Begin PROVIDED DATA

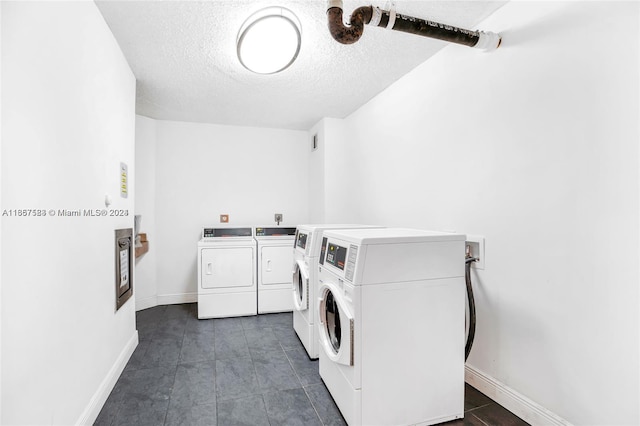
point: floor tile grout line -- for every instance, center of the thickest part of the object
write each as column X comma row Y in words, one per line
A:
column 478, row 407
column 481, row 421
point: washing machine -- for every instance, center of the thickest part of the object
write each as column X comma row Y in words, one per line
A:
column 227, row 284
column 275, row 256
column 391, row 309
column 306, row 251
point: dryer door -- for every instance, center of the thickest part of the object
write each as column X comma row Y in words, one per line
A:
column 336, row 325
column 300, row 286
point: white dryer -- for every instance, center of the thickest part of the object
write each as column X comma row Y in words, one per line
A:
column 227, row 282
column 305, row 277
column 391, row 310
column 274, row 268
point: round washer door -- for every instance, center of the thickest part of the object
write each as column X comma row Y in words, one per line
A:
column 336, row 325
column 300, row 286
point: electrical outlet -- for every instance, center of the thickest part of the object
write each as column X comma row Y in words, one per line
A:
column 475, row 245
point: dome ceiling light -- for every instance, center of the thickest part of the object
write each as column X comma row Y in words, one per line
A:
column 269, row 40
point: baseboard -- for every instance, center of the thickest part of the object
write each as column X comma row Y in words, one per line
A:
column 146, row 303
column 96, row 403
column 518, row 404
column 176, row 299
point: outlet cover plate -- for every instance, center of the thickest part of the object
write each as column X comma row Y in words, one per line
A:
column 477, row 250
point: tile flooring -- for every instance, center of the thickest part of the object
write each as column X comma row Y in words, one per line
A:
column 234, row 371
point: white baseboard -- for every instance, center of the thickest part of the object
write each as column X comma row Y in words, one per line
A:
column 90, row 413
column 518, row 404
column 176, row 299
column 165, row 299
column 145, row 303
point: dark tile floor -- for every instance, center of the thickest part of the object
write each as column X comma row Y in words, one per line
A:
column 234, row 371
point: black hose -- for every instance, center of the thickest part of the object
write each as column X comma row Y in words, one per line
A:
column 472, row 307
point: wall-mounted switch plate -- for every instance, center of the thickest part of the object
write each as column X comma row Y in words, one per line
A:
column 475, row 243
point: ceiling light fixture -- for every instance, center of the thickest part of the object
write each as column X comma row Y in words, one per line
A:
column 269, row 40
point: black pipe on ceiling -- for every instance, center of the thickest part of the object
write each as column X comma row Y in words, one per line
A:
column 371, row 15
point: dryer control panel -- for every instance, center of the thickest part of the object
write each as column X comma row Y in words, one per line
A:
column 274, row 232
column 226, row 232
column 336, row 255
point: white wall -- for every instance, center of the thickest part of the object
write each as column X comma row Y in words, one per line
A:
column 146, row 273
column 67, row 122
column 535, row 147
column 204, row 170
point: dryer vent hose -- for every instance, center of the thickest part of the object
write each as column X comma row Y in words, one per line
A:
column 371, row 15
column 472, row 307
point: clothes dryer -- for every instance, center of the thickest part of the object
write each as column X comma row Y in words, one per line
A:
column 391, row 318
column 227, row 284
column 306, row 252
column 274, row 268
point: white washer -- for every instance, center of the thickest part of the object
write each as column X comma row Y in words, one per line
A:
column 274, row 268
column 391, row 309
column 305, row 278
column 227, row 273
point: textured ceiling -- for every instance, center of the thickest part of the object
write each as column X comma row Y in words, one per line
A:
column 183, row 55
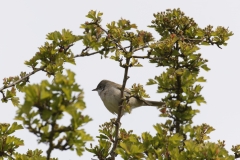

End PROVIDED DATA

- _SHORT TASK_
Collect each line in the records containing the string "light", and copy those lines out in order.

- _FULL RESPONSE_
point: dome ceiling light -- for every instance, center of the thickest part of the object
point: ceiling light fixture -- for every instance, center of the thickest part of the object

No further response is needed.